Page extract:

------------------------------------------------

# Proof of $(a-b)^3$ formula in Algebraic Method

The expansion for the cube of a difference of two terms is expressed in the following mathematical form in algebraic mathematics.

$(a-b)^3 \,=\, a^3+b^3-3ab(a-b)$

$a$ and $b$ are literals but represents two terms. The subtraction of them is $a-b$, which is known as a binomial in algebra. The product of three same binomials is equal to the cube of that binomial. It is simply written as ${(a-b)}^3$ mathematically. The $a$ minus $b$ whole cube identity can be expanded mathematically in terms of $a$ and $b$ by the algebraic approach.

### Product form of the Binomials

Let’s write the cube of the difference of two terms in the following form for our convenience.

------------------------------------------------

Prompt 1: In the page on proving the $(a-b)^3$ formula, rewrite the paragraph beginning "$a$ and $b$ are literals" as a short list, keeping its main facts.
Prompt 2: In the page on proving the $(a-b)^3$ formula, what is the difference $a-b$ called in algebra?
Prompt 3: Carry on the page on proving the $(a-b)^3$ formula from its last sentence.

------------------------------------------------

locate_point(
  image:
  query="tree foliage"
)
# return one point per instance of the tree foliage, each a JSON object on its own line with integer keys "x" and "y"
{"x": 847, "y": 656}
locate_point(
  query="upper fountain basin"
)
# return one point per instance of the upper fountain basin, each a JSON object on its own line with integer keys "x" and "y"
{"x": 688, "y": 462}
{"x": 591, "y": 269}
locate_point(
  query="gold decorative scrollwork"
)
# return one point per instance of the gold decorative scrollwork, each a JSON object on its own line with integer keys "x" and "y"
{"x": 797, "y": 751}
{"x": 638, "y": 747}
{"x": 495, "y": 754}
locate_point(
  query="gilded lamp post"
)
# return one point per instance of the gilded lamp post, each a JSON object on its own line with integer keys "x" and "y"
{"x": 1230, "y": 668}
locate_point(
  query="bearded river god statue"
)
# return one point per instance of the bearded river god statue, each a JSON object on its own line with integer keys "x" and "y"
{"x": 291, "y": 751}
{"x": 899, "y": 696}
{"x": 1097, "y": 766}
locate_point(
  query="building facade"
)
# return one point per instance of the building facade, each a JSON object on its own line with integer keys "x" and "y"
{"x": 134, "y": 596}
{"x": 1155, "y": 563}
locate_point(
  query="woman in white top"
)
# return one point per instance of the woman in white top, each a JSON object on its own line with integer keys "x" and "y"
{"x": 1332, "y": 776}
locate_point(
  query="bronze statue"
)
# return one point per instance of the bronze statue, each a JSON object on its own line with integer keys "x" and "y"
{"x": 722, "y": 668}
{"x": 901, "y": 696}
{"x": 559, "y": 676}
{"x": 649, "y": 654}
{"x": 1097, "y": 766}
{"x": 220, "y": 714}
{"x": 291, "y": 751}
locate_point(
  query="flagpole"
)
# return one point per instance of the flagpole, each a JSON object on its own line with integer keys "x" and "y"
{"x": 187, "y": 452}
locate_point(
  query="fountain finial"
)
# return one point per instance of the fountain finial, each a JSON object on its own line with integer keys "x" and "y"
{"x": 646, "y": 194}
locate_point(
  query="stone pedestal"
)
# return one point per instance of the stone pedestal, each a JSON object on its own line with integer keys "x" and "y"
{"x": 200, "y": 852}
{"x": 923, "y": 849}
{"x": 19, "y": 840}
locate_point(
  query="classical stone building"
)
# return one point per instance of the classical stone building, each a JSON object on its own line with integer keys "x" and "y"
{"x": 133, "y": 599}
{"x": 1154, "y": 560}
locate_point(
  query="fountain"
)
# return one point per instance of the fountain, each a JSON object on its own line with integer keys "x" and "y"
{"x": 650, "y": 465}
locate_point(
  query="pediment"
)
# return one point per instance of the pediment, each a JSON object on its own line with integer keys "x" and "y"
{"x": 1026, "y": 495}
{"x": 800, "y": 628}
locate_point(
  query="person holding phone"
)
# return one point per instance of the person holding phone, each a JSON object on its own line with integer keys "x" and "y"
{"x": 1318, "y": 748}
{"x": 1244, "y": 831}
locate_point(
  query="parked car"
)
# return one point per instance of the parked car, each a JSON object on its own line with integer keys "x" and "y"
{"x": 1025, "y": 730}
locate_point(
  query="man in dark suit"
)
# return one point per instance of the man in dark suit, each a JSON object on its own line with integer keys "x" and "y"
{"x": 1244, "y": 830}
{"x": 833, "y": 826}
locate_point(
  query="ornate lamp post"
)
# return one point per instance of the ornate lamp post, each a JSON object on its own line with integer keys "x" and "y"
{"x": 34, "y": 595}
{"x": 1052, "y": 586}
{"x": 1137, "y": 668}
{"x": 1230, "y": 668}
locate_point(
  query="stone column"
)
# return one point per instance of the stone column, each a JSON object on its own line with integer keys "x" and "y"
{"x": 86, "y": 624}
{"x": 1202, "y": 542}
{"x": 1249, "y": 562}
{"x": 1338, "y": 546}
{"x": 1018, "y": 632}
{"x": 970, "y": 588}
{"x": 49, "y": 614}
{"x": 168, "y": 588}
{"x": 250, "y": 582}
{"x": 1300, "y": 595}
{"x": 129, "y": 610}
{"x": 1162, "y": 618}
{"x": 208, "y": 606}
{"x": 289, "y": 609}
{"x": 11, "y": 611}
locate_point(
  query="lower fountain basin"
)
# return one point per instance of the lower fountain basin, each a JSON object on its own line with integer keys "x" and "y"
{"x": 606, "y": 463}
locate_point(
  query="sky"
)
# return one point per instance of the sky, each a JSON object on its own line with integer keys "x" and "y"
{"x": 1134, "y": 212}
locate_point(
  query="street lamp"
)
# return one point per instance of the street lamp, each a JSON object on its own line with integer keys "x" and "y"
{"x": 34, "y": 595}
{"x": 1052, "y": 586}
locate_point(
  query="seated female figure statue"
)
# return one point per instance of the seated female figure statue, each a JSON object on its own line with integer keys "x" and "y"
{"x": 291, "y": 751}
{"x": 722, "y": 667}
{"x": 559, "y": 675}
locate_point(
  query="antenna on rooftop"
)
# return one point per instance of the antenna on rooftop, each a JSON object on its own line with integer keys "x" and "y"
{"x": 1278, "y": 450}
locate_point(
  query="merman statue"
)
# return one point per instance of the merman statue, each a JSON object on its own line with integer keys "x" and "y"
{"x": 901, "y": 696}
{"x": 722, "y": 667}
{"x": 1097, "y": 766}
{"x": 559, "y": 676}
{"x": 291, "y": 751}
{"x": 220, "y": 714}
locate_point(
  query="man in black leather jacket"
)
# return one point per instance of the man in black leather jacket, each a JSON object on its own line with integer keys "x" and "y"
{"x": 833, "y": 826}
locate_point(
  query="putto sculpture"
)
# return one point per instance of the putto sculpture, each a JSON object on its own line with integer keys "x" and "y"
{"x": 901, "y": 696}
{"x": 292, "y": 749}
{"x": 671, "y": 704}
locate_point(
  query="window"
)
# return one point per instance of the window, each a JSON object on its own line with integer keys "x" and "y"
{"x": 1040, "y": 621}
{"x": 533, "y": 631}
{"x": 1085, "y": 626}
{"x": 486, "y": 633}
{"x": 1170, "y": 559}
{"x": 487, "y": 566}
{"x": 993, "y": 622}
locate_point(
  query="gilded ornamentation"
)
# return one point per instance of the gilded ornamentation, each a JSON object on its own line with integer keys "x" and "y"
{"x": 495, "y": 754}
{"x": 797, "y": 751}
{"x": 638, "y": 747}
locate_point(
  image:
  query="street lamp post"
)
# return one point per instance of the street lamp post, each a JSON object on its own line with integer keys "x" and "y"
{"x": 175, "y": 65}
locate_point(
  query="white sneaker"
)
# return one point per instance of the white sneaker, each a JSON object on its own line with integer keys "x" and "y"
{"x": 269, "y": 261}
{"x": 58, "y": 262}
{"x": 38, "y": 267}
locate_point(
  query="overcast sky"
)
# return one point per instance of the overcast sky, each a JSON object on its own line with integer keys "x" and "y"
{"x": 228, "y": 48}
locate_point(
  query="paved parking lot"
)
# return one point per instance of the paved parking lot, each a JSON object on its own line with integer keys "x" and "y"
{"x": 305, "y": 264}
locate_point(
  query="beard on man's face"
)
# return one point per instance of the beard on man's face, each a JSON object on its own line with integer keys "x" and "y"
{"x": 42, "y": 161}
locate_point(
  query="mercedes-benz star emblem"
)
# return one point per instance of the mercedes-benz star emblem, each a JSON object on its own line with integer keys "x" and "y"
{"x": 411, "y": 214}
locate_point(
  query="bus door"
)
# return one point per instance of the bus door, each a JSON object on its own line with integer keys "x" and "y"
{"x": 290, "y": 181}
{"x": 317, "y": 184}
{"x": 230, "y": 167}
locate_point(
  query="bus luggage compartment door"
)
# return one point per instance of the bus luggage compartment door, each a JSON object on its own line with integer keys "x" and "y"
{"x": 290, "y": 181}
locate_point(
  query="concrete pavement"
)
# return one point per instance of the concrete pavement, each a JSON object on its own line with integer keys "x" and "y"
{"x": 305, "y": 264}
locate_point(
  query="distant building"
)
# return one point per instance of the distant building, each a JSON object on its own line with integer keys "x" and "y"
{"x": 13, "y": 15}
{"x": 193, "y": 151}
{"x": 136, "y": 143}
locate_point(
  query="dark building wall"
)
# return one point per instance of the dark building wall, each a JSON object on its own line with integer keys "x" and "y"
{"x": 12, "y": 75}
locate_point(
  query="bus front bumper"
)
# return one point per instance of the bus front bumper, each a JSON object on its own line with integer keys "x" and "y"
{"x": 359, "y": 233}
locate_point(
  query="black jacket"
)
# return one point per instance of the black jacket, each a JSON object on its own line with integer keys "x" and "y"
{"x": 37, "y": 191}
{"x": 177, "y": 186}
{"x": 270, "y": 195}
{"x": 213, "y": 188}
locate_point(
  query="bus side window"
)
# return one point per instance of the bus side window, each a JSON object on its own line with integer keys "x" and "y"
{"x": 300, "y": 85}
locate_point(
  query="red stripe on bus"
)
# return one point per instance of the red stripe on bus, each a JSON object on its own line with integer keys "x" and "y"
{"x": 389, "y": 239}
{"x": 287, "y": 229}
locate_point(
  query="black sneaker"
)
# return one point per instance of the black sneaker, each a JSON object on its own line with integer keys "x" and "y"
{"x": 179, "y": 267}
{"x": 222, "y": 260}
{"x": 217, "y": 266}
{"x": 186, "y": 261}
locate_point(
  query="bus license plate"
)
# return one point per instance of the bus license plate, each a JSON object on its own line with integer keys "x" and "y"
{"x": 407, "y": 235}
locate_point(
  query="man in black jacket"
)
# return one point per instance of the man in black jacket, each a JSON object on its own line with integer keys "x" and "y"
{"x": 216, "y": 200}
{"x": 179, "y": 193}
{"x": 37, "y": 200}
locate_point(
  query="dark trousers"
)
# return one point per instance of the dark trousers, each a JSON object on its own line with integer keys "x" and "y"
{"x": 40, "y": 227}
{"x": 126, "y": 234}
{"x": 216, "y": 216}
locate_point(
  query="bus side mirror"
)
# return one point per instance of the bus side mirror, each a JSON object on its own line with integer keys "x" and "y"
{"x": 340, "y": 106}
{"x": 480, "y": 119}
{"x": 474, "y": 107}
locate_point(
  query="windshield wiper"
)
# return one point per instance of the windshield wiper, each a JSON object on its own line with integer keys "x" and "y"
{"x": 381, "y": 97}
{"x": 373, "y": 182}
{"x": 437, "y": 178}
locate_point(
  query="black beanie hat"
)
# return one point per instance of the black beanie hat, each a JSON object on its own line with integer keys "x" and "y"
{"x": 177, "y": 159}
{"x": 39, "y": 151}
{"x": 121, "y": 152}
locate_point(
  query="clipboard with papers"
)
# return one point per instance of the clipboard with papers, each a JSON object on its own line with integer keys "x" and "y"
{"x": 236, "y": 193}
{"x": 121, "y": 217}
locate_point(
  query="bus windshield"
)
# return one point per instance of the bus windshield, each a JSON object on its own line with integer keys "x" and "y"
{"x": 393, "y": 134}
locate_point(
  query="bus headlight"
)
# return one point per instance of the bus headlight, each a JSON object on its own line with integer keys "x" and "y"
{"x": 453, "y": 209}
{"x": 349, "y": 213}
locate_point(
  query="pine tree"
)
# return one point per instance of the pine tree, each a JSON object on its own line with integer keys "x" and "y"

------------------------------------------------

Output 1:
- $a$ and $b$ are literals that stand for two terms.
- Their difference, $a-b$, is called a binomial in algebra.
- The product of three of the same binomial equals the cube of that binomial, written ${(a-b)}^3$.
- The $a$ minus $b$ whole cube identity can be expanded in terms of $a$ and $b$ by the algebraic approach.

Output 2: A binomial.

Output 3:
$\implies$ $(a-b)^3$ $\,=\,$ $(a-b)^{2\,+\,1}$

The cube of a difference basis binomial can be split into multiplying factors by using the product rule of exponents.

$\implies$ $(a-b)^3$ $\,=\,$ $(a-b)^2 \times (a-b)^1$

$\implies$ $(a-b)^3$ $\,=\,$ $(a-b) \times (a-b)^2$

### Expanding the square of Binomial

The square of difference of two terms can be expanded at the right hand side of the equation by the a minus b whole square algebraic identity.

$\implies$ $(a-b)^3$ $=$ $(a-b) \times (a^2+b^2-2ab)$

### Multiplying the Algebraic Expressions

In the above step, the difference of two terms whole cubed is written as the product of two algebraic expressions. It expresses that the cube of difference of terms can be expanded by multiplying the algebraic expressions. Therefore, let’s multiply them to find the expansion for the $a$ minus $b$ whole cube algebraic identity.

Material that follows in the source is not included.